[Collected data]
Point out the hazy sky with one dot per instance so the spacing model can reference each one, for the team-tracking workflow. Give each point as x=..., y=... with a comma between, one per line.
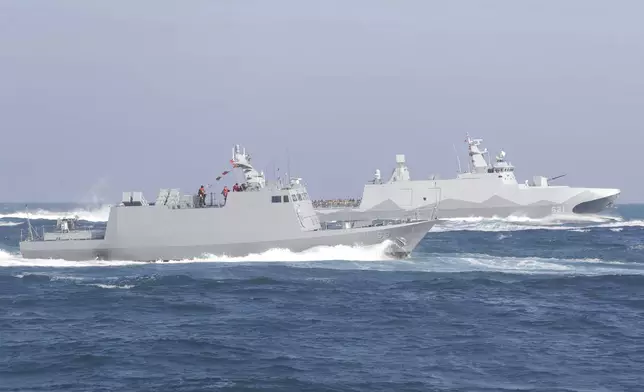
x=98, y=97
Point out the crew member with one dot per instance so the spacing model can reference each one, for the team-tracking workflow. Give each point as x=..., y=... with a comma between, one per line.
x=202, y=196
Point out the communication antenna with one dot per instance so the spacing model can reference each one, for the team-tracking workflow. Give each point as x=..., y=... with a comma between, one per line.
x=288, y=167
x=458, y=160
x=30, y=229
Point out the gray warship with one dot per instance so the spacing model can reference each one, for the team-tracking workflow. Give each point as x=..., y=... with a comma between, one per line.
x=262, y=216
x=487, y=189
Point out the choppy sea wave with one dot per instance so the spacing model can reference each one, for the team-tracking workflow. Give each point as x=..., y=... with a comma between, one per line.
x=482, y=305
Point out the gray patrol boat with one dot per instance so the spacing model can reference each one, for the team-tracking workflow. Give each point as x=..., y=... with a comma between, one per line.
x=261, y=217
x=485, y=190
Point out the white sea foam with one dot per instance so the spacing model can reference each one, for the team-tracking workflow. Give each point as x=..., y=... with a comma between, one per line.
x=321, y=253
x=98, y=214
x=580, y=223
x=10, y=224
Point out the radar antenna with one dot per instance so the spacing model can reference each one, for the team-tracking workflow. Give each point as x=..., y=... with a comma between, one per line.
x=555, y=177
x=31, y=232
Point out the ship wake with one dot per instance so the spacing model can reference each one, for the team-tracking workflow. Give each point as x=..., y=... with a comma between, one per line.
x=276, y=255
x=517, y=223
x=98, y=214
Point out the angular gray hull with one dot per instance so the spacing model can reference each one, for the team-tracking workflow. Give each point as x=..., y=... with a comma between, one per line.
x=410, y=234
x=461, y=199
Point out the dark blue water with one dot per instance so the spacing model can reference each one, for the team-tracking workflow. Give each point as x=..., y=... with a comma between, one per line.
x=483, y=305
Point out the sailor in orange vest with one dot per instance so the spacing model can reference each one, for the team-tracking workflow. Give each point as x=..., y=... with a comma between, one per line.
x=225, y=193
x=202, y=196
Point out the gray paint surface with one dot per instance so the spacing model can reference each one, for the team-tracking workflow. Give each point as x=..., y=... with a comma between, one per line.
x=265, y=216
x=486, y=189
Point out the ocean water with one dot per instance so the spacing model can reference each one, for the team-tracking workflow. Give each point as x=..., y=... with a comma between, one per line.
x=482, y=305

#### The request
Express the collected data above as a two-column CSV with the header row instruction,points, giving each item its own row: the item's text in the instruction field and its answer in the points field, each field quoted, with line breaks turned into spaces. Cover every item and leave the pictures out.

#### Written solution
instruction,points
"Point out the hazy sky with one dot per instance so the spacing model can reference each one, for the team-tracking workflow. Give each point as x=..., y=... with a comma between, one per line.","x=98, y=97"
"Point out the crew member with one dot per instance so the spacing model can reference each one, for the team-tracking workflow. Give each point as x=..., y=... with a comma between, one per line.","x=202, y=196"
"Point out the communication antenna with one dot per instance so the spacing model can reference each one, for the team-tracking workflow. Give each point as x=..., y=... with a comma between, one per line.","x=288, y=167 x=458, y=160 x=30, y=229"
"Point out the gray warship with one dot per instance so the spacing model can reference each one, for the team-tracking workflow. Give each point as x=..., y=... with a comma between, one per line.","x=262, y=216 x=487, y=189"
"Point out the choppy sea wave with one dot per instance so the spacing model can reference each one, for the team-tracking workflow. Give each point as x=..., y=... with a comma between, one per line.","x=482, y=305"
"Point out the gray patrol boat with one dot per instance so the spacing model can reference each one, for the team-tracking workflow. Give each point as x=..., y=... with a comma between, one per line.","x=261, y=217 x=485, y=190"
"Point out the white sea foam with one dot per instance so the spacing model can reference each one, for the team-tracking workflow. Give each point as x=..., y=... with a comma between, one per line.","x=321, y=253 x=98, y=214 x=580, y=223 x=10, y=224"
"Point out the radar antenna with one dot per instance so the spacing model can reference each one, for the team-tracking workflow. Give each point as x=..., y=... with a comma between, one per line.","x=555, y=177 x=31, y=232"
"Point out the ship wake with one dot per instance so the spacing model can reference each one, for the team-tracking workflow. Give each point as x=..., y=... with a comma between, one per line.","x=276, y=255 x=517, y=223 x=98, y=214"
"Point out the angular gray hull with one dot per instance so the spacing model can reference each one, for the team-tracking workflow. Give each point as x=..., y=... with a comma between, one per line.","x=410, y=234 x=461, y=199"
"Point out the dark blue water with one dot per instance so the spacing model can reference each one, for the team-tracking workflow. Give each point as x=..., y=... with a comma between, one per line.","x=483, y=305"
"Point out the sailor in orange vest with one dot per instance so the spacing model can reference each one, for the team-tracking workflow. Give each point as x=..., y=... with a comma between, one per line.","x=225, y=193 x=202, y=196"
"Point out the gray paint surface with one dot per instance so the spacing model can reference each one, for the team-tracking workflow. Give each point as x=..., y=... with a comma between, one per line.","x=265, y=216 x=486, y=189"
"Point out the ocean water with one dot per instance so the spacing model can reference each one, for the team-tracking workflow. Give each point as x=..., y=... with a comma between, one per line.","x=482, y=305"